THE EXERCISE | Which lines in the rows below contain the string "sweater"? Extract each of them in full.

Dataset records |

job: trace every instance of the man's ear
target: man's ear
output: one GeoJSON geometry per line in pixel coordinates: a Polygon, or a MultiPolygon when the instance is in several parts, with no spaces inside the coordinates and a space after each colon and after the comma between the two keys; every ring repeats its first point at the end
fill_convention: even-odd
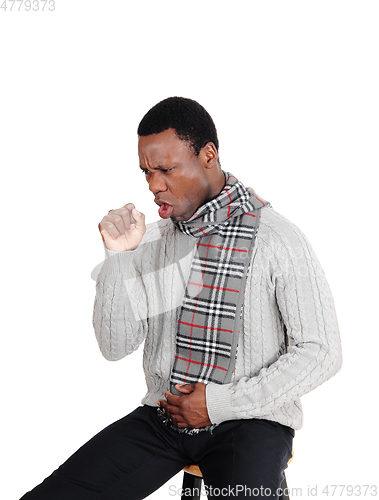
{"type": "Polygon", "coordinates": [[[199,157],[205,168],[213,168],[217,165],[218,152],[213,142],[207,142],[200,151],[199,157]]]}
--
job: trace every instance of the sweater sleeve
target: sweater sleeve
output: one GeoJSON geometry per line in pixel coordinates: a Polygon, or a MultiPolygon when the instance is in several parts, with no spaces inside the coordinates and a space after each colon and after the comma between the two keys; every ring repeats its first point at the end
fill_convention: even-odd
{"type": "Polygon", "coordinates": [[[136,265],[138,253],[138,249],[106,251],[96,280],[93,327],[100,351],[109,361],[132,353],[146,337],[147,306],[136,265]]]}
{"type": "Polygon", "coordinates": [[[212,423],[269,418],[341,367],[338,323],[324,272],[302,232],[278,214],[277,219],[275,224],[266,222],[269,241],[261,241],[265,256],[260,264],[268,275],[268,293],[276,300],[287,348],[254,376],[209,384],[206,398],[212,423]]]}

OUTPUT FOR THIS EXERCISE |
job: trace every instance of the sweater sleeve
target: sweater sleeve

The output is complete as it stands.